DATA FOR PROCESSING:
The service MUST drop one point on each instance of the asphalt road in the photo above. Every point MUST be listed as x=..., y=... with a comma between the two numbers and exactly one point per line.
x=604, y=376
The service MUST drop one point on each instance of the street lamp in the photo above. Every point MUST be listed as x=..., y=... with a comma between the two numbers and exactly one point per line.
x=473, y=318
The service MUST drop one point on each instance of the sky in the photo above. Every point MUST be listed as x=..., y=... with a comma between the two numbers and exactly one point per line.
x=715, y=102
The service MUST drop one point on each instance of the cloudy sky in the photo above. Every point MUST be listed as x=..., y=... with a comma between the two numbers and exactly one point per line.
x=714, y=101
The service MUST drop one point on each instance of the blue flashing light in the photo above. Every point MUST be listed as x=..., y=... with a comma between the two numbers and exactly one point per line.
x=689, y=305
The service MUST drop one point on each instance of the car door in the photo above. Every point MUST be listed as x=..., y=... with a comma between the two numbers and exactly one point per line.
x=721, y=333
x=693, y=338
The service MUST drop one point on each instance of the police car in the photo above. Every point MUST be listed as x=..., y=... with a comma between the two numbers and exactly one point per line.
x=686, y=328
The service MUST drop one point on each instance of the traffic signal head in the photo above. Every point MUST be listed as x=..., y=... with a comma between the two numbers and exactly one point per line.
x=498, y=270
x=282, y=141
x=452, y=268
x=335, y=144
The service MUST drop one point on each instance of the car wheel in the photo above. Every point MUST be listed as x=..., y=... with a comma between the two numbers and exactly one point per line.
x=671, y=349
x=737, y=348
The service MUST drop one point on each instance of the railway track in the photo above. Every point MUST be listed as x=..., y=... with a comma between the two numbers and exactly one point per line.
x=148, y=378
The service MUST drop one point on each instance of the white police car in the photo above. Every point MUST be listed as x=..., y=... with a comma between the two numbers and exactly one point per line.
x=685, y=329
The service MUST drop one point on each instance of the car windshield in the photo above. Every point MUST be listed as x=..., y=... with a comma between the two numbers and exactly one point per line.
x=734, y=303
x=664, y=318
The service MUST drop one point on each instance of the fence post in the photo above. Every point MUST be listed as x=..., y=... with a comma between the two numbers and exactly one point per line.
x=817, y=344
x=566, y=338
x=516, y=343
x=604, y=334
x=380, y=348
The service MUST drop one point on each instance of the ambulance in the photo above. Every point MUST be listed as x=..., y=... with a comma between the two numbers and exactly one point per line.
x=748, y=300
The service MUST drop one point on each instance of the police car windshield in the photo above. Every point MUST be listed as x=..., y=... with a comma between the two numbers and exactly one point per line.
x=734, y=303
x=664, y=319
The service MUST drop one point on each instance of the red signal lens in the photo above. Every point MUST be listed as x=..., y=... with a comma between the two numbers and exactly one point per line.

TO DO:
Would you please copy the material above exactly, with nothing left out?

COMPLETED TASK:
The service MUST drop one point on each instance of the asphalt road in the photo above. Every point MUST be listed as x=..., y=... with a comma between the two numbers and exactly one point per line.
x=604, y=376
The service MUST drop one point on each instance of the street lamp in the photo above. Every point MUST be listed as x=..., y=... with a comma between the two numbers and exactly one point per line.
x=473, y=318
The service MUST drop one point on each instance of the sky in the photo above. Every point MUST be listed as x=..., y=... with a comma between the two numbers and exactly one point per line.
x=715, y=102
The service MUST drop one point on each instance of the cloudy sky in the photo above. Every point MUST be listed as x=..., y=... with a comma between the two numbers and exactly one point per line.
x=714, y=101
The service MUST drop one point on each instance of the blue flashing light in the photo above. Every point MUST be listed as x=..., y=... with a comma between the two numbers and exactly one point per line.
x=689, y=305
The service MUST drop one point on each instance of the car door in the photo above. Every point MUST be listed as x=..., y=... with a comma between the two numbers and exactly one point per line.
x=721, y=333
x=693, y=338
The service MUST drop one point on each instance of the police car in the photo above. Every point MUST be listed as x=..., y=... with a comma between the two numbers and exactly one point per line.
x=686, y=328
The service MUST drop one point on each instance of the traffic signal head in the photo above. Every point MUST be listed as x=..., y=... with a comma between the two numbers and exactly one point per line.
x=498, y=270
x=282, y=141
x=452, y=268
x=335, y=144
The service MUST drop one point on each instance of the car wheel in the photo above. Every point MUST be listed as x=..., y=... with a comma between the two numbers and exactly one point per line.
x=671, y=349
x=737, y=348
The service MUST drop one point on each instance of the railway track in the photo above. Every point MUST be listed as x=..., y=... with a comma between the two numbers and exactly one point per line.
x=148, y=378
The service MUST drop one point on each instance of the white police car in the photo above. Every point MUST be listed as x=..., y=... with a comma between the two numbers and exactly one point per line.
x=685, y=329
The service MUST drop one point on each instance of the car windshield in the photo above. Every point MUST be listed as x=..., y=... with a comma between the two numbers and exactly one point per line.
x=734, y=303
x=664, y=318
The service MUST drop one point on each instance of the fence post in the photo above. Every point MUST be listed as x=..., y=... with a comma between the two numbers and exactly one point per line.
x=817, y=344
x=566, y=338
x=516, y=343
x=604, y=334
x=380, y=348
The service MUST drop one point on each instance of the ambulance in the photo above. Every point MUST be listed as x=..., y=... with a comma between the two numbers and exactly one point per line.
x=748, y=300
The service MUST drop one point on each instance of the police car windshield in the photo above. Every point MUST be listed as x=..., y=... with a comma between the two numbers and exactly one point per line.
x=734, y=303
x=664, y=319
The service MUST drop one point on each instance of the red signal lens in the photo above. Every point MUST be listed as x=..., y=... with a comma between the two numbers and exactly one point per line.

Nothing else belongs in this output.